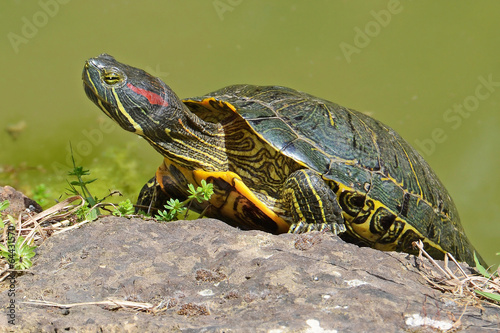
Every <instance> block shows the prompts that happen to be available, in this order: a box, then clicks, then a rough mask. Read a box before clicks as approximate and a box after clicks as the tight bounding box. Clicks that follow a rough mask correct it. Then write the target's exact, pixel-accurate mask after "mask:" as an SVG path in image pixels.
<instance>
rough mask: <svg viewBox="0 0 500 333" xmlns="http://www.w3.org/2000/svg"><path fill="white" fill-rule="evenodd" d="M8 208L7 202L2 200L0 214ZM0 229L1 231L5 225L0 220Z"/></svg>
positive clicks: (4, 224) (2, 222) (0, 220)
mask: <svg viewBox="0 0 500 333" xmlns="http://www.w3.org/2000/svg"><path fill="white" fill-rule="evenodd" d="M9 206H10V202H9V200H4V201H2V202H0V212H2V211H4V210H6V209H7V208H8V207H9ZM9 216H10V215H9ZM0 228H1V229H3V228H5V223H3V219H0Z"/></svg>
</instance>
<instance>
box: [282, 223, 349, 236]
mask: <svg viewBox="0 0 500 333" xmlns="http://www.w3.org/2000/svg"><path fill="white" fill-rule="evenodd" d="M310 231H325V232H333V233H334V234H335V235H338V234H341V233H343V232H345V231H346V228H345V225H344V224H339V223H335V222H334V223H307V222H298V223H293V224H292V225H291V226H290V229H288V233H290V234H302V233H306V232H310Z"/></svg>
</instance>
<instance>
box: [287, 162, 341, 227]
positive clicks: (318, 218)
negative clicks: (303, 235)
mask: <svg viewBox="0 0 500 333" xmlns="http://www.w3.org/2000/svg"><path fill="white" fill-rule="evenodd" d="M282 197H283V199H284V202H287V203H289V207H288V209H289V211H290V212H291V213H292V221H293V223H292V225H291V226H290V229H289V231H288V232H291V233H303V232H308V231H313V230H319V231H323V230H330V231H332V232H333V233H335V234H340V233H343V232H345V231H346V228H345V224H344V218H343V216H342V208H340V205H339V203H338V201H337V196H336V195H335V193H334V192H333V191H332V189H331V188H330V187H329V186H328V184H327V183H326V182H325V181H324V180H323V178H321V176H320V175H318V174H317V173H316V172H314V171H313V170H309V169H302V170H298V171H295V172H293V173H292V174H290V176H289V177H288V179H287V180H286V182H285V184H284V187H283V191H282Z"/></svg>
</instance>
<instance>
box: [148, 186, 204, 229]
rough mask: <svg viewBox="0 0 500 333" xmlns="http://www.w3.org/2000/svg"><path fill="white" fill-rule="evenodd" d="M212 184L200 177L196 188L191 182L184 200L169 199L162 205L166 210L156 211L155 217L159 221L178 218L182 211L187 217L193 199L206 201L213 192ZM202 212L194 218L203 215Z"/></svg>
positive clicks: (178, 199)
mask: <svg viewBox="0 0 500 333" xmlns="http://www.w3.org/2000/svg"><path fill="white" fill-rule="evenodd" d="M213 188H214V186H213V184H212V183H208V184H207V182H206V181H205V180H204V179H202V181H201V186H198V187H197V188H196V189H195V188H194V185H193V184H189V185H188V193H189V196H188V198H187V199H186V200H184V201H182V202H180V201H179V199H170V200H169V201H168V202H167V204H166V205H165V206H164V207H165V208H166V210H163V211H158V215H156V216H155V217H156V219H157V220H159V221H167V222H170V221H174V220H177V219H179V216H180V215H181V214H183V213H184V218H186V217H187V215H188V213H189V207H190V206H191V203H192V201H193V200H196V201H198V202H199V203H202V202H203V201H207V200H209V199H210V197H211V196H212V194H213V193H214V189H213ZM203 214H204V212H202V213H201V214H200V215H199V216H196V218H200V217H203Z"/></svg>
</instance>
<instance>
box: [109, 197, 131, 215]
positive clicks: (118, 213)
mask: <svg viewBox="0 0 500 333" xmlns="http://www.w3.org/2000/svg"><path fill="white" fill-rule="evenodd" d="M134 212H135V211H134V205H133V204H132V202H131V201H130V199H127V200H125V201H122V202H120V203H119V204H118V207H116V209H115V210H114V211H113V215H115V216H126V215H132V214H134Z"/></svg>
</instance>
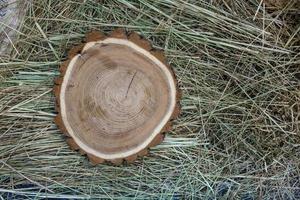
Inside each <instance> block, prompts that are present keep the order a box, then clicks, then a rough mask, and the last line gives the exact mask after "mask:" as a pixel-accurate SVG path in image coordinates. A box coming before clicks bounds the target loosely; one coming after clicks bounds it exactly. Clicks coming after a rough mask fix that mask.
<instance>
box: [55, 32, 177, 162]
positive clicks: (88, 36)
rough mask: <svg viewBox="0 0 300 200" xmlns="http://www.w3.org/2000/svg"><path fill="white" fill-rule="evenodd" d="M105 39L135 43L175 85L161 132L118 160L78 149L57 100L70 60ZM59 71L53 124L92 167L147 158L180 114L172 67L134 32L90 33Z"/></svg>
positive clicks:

### [Work to be completed]
When you write out the material above, keep every line exact and drop each picture.

### [Task response]
Every <instance> block shows the prompts that happen to be available, in this order: a box, then clicks, then a rough mask. Read a box before clicks as approximate and a box after clicks as the tight bounding box. Clicks that follow a rough mask correct it. Then write the target's exact, pixel-accurate mask after "mask:" as an SVG path in image pixels.
<instance>
rough mask: <svg viewBox="0 0 500 333" xmlns="http://www.w3.org/2000/svg"><path fill="white" fill-rule="evenodd" d="M8 208L7 202L2 200L0 214ZM0 229L1 231L5 225L0 220Z"/></svg>
positive clicks: (4, 224) (2, 222) (0, 220)
mask: <svg viewBox="0 0 500 333" xmlns="http://www.w3.org/2000/svg"><path fill="white" fill-rule="evenodd" d="M9 206H10V202H9V200H4V201H2V202H0V212H2V211H4V210H6V209H7V208H8V207H9ZM9 216H10V215H9ZM0 228H1V229H3V228H5V223H3V219H0Z"/></svg>
</instance>
<instance>
box: [282, 223, 349, 236]
mask: <svg viewBox="0 0 500 333" xmlns="http://www.w3.org/2000/svg"><path fill="white" fill-rule="evenodd" d="M310 231H325V232H333V233H334V234H335V235H338V234H341V233H343V232H345V231H346V228H345V225H344V224H339V223H335V222H334V223H307V222H298V223H293V224H292V225H291V226H290V229H288V233H290V234H302V233H306V232H310Z"/></svg>
</instance>
<instance>
box: [287, 162, 341, 227]
positive clicks: (318, 218)
negative clicks: (303, 235)
mask: <svg viewBox="0 0 500 333" xmlns="http://www.w3.org/2000/svg"><path fill="white" fill-rule="evenodd" d="M282 197H283V199H284V202H287V203H289V207H288V209H289V211H290V212H291V213H292V221H293V223H292V225H291V226H290V229H289V231H288V232H291V233H303V232H308V231H313V230H319V231H323V230H330V231H332V232H333V233H335V234H340V233H343V232H345V231H346V228H345V224H344V218H343V216H342V208H340V205H339V203H338V201H337V196H336V195H335V193H334V192H333V191H332V189H331V188H330V187H329V186H328V184H327V183H326V182H325V181H324V180H323V178H321V176H320V175H318V174H317V173H316V172H314V171H313V170H309V169H302V170H298V171H295V172H293V173H292V174H290V176H289V177H288V179H287V180H286V182H285V184H284V187H283V191H282Z"/></svg>
</instance>
<instance>
box: [148, 186, 204, 229]
rough mask: <svg viewBox="0 0 500 333" xmlns="http://www.w3.org/2000/svg"><path fill="white" fill-rule="evenodd" d="M212 184L200 177L196 188L191 182L184 200L169 199L162 205L166 210L156 211L155 217L159 221L178 218L182 211L187 217L193 199L206 201L213 192ZM202 212L194 218L203 215Z"/></svg>
positive clicks: (178, 199)
mask: <svg viewBox="0 0 500 333" xmlns="http://www.w3.org/2000/svg"><path fill="white" fill-rule="evenodd" d="M213 188H214V186H213V184H212V183H208V184H207V182H206V181H205V180H204V179H202V181H201V186H198V187H197V188H196V189H195V188H194V185H193V184H189V185H188V193H189V196H188V198H187V199H186V200H184V201H182V202H180V201H179V199H170V200H169V201H168V202H167V204H166V205H165V206H164V207H165V208H166V210H163V211H158V215H156V216H155V217H156V219H157V220H159V221H167V222H170V221H174V220H177V219H179V216H180V215H181V214H183V213H184V218H186V217H187V215H188V213H189V207H190V206H191V203H192V201H193V200H196V201H198V202H199V203H202V202H203V201H207V200H209V199H210V197H211V196H212V194H213V193H214V189H213ZM203 214H204V212H202V213H201V214H200V215H199V216H196V218H200V217H203Z"/></svg>
</instance>
<instance>
box: [109, 197, 131, 215]
positive clicks: (118, 213)
mask: <svg viewBox="0 0 500 333" xmlns="http://www.w3.org/2000/svg"><path fill="white" fill-rule="evenodd" d="M134 212H135V211H134V205H133V204H132V202H131V201H130V199H127V200H125V201H122V202H120V203H119V204H118V207H116V209H115V210H114V211H113V215H115V216H126V215H132V214H134Z"/></svg>
</instance>
Inside each <instance> block, prompts that are present keep the order a box, then clicks, then a rough mask, and the last line gives the exact mask after "mask:" as a pixel-accurate SVG path in image coordinates. A box coming before clicks bounds the target loosely; one coming after clicks bounds it exactly. Clicks coming after a rough mask fix that mask.
<instance>
box: [55, 32, 177, 162]
positive clicks: (88, 36)
rough mask: <svg viewBox="0 0 300 200" xmlns="http://www.w3.org/2000/svg"><path fill="white" fill-rule="evenodd" d="M105 39L135 43L175 85L161 132L118 160L78 149L57 100L70 60ZM59 71L53 124L92 167L147 158L180 114L172 67L134 32L90 33Z"/></svg>
positive clicks:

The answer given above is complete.